[START Records to use]
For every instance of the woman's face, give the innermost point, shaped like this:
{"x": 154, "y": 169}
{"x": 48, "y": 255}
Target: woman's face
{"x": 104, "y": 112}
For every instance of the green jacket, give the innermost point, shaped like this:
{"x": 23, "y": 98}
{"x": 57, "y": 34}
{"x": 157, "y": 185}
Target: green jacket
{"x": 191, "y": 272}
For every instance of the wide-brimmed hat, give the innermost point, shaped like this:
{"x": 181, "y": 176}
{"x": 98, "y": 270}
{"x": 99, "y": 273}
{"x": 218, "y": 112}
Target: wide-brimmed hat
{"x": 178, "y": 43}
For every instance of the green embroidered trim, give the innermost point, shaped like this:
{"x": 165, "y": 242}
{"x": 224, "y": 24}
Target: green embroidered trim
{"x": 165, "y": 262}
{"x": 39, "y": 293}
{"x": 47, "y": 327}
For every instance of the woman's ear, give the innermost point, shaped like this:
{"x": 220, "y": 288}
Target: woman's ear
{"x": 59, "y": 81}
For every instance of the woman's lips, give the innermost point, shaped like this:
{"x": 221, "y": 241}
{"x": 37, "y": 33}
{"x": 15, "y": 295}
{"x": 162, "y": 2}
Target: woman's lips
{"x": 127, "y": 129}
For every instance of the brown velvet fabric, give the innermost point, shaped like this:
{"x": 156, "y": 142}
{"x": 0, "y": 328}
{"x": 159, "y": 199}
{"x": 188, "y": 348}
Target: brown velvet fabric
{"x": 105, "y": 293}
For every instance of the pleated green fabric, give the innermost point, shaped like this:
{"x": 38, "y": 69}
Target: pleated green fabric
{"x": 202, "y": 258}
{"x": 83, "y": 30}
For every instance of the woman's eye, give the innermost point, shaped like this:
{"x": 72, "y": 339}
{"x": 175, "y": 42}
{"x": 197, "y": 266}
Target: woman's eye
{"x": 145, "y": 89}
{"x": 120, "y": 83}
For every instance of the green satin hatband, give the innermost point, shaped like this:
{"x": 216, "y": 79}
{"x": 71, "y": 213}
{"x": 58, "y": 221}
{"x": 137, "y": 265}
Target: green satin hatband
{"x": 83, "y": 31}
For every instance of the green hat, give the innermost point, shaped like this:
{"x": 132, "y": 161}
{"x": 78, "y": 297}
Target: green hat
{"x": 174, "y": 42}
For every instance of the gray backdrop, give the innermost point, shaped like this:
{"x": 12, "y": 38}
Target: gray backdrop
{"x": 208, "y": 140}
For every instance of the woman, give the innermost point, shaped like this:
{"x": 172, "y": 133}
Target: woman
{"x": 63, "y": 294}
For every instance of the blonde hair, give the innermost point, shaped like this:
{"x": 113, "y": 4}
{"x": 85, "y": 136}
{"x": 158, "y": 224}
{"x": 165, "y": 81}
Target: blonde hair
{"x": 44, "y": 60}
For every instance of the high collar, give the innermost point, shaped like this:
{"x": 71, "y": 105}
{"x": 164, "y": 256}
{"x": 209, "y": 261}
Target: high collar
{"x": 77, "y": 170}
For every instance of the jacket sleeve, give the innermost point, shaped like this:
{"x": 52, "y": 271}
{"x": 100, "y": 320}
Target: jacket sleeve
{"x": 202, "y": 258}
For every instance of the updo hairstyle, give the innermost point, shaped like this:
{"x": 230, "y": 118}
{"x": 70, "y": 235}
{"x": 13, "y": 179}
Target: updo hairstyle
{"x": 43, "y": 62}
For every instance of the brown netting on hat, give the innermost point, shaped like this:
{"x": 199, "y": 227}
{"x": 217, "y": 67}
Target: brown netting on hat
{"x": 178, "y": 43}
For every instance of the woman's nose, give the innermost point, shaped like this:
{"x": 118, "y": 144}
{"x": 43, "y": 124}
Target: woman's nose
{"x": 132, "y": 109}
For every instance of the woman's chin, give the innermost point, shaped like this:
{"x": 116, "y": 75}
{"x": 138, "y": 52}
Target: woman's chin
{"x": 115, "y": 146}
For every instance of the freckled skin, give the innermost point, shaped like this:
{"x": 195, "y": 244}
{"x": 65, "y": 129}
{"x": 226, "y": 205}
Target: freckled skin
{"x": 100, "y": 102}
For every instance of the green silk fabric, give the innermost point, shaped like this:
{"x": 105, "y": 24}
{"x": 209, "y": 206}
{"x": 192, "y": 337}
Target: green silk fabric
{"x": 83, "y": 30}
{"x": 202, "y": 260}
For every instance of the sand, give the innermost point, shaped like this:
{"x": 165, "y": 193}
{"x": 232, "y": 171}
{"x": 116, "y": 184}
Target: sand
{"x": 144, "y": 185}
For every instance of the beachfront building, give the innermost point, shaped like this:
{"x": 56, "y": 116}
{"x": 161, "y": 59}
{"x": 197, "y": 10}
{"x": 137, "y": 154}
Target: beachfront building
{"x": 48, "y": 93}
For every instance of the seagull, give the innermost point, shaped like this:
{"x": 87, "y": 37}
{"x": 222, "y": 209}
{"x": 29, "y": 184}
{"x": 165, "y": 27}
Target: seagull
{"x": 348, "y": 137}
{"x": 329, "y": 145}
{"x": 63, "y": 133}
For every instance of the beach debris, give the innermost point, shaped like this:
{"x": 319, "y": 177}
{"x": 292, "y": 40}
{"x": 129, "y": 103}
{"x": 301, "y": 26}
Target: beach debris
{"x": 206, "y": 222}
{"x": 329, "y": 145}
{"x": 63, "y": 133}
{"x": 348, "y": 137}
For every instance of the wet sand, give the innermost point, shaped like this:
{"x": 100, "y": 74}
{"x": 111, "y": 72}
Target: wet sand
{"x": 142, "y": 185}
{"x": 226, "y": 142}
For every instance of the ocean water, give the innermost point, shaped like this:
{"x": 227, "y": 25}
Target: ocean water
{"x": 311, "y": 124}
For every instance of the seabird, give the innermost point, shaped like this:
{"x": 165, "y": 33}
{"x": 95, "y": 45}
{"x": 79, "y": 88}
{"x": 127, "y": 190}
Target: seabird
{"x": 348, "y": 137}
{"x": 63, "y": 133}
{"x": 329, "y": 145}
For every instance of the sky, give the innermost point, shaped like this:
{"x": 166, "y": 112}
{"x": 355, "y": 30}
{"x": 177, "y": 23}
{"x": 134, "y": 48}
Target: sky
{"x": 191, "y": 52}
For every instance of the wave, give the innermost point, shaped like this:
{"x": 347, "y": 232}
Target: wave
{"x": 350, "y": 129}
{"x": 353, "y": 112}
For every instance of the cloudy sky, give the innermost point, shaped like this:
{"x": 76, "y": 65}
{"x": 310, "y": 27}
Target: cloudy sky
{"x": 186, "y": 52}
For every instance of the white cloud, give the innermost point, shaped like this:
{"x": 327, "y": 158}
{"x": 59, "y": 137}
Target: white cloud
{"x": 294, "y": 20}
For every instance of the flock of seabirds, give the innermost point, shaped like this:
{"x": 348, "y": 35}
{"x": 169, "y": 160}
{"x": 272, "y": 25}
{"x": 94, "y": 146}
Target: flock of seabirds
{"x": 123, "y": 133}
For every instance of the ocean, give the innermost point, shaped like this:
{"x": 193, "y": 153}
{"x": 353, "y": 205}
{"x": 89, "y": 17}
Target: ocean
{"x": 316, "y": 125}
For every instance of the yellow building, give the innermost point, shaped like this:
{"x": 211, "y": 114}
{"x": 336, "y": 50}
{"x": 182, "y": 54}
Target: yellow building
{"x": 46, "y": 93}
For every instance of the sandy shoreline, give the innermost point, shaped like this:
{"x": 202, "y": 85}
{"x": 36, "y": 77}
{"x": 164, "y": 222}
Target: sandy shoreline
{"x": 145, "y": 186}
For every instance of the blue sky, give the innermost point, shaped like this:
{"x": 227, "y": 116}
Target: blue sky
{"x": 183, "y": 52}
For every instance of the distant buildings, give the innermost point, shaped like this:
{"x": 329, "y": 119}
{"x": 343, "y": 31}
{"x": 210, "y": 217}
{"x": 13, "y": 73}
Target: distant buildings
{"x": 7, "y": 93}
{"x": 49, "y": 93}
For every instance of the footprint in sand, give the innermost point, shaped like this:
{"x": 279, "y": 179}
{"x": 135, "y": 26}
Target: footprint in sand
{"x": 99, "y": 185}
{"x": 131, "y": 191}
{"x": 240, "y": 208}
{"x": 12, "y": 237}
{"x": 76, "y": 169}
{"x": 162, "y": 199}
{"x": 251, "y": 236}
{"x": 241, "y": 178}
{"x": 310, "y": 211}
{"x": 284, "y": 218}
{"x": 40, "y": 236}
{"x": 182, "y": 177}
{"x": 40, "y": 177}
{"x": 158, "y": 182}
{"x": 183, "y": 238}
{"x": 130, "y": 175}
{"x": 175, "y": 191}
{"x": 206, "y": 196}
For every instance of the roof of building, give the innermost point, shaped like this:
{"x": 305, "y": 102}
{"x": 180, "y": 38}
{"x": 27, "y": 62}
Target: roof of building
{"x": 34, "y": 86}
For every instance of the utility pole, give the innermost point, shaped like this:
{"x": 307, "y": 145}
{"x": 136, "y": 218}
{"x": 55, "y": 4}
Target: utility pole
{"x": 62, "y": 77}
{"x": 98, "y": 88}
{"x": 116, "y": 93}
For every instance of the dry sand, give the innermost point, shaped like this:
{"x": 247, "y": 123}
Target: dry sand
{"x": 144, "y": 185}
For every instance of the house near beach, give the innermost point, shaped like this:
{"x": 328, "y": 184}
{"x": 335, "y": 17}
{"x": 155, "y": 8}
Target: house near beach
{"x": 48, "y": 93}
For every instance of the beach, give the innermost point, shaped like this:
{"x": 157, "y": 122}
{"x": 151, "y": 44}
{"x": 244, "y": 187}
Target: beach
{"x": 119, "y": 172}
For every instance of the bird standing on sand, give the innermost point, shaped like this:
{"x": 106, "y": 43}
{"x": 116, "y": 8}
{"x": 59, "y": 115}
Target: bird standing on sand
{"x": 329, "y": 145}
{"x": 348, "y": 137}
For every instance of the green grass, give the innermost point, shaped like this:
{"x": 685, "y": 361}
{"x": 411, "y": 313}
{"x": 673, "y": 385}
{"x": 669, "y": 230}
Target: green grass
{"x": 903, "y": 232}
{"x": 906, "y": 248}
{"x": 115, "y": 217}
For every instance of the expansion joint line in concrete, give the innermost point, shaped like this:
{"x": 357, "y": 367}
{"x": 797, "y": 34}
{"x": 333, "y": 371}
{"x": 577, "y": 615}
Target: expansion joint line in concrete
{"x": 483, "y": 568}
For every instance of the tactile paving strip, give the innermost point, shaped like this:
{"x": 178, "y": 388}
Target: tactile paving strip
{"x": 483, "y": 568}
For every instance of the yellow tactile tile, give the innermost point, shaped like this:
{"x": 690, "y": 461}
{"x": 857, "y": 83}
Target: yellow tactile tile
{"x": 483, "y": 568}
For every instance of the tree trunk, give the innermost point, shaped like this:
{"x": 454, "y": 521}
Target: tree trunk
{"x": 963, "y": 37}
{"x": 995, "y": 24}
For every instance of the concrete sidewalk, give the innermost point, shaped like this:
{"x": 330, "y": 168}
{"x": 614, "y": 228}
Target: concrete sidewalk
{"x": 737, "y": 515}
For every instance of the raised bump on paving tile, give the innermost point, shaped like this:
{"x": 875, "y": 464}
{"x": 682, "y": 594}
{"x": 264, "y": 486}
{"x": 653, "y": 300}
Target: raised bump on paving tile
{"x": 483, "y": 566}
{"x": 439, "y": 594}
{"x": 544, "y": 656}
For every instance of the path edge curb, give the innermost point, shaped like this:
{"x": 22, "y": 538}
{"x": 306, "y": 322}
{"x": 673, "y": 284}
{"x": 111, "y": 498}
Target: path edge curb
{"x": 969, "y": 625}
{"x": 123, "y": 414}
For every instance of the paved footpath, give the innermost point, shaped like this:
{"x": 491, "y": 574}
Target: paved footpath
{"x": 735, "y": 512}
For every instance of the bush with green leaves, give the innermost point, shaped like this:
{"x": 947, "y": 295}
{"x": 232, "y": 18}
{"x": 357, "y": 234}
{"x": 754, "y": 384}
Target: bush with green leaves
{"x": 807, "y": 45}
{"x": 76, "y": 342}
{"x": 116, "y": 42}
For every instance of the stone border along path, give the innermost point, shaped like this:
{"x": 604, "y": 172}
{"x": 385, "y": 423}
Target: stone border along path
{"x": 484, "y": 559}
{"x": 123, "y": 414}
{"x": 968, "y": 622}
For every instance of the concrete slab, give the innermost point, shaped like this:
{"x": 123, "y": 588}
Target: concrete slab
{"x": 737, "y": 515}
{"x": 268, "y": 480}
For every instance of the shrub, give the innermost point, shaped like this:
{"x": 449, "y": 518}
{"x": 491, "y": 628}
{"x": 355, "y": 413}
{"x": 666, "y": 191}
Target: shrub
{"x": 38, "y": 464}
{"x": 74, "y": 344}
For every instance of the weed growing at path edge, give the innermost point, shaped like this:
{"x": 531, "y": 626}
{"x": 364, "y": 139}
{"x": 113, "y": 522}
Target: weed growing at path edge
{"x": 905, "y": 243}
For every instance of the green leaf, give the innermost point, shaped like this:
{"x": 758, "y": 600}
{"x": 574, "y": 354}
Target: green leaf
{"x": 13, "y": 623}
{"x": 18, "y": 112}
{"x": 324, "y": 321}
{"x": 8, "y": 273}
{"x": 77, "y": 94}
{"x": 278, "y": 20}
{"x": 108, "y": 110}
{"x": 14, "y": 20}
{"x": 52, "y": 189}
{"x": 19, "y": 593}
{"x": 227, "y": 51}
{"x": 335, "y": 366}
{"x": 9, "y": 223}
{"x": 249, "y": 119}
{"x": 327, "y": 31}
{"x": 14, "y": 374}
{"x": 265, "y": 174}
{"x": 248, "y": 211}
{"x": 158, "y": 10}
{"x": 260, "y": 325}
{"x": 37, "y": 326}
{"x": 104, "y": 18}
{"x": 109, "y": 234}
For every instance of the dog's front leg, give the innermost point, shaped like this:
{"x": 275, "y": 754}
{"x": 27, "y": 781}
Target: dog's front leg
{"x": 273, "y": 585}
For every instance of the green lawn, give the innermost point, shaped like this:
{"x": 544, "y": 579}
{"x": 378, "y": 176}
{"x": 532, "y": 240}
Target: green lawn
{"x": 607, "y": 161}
[END Records to use]
▸ **Exercise description**: Transcribe word for word the lines from the one holding "For every instance of the dog's" to the last line of the listing above, inclusive.

▸ **The response**:
For every instance of the dog's front leg, give the innermost point, shaped like this:
{"x": 275, "y": 754}
{"x": 27, "y": 781}
Target: dog's front leg
{"x": 273, "y": 585}
For every instance of the green lawn, give the innermost point, shaped like this:
{"x": 544, "y": 579}
{"x": 378, "y": 176}
{"x": 532, "y": 240}
Target: green lawn
{"x": 607, "y": 161}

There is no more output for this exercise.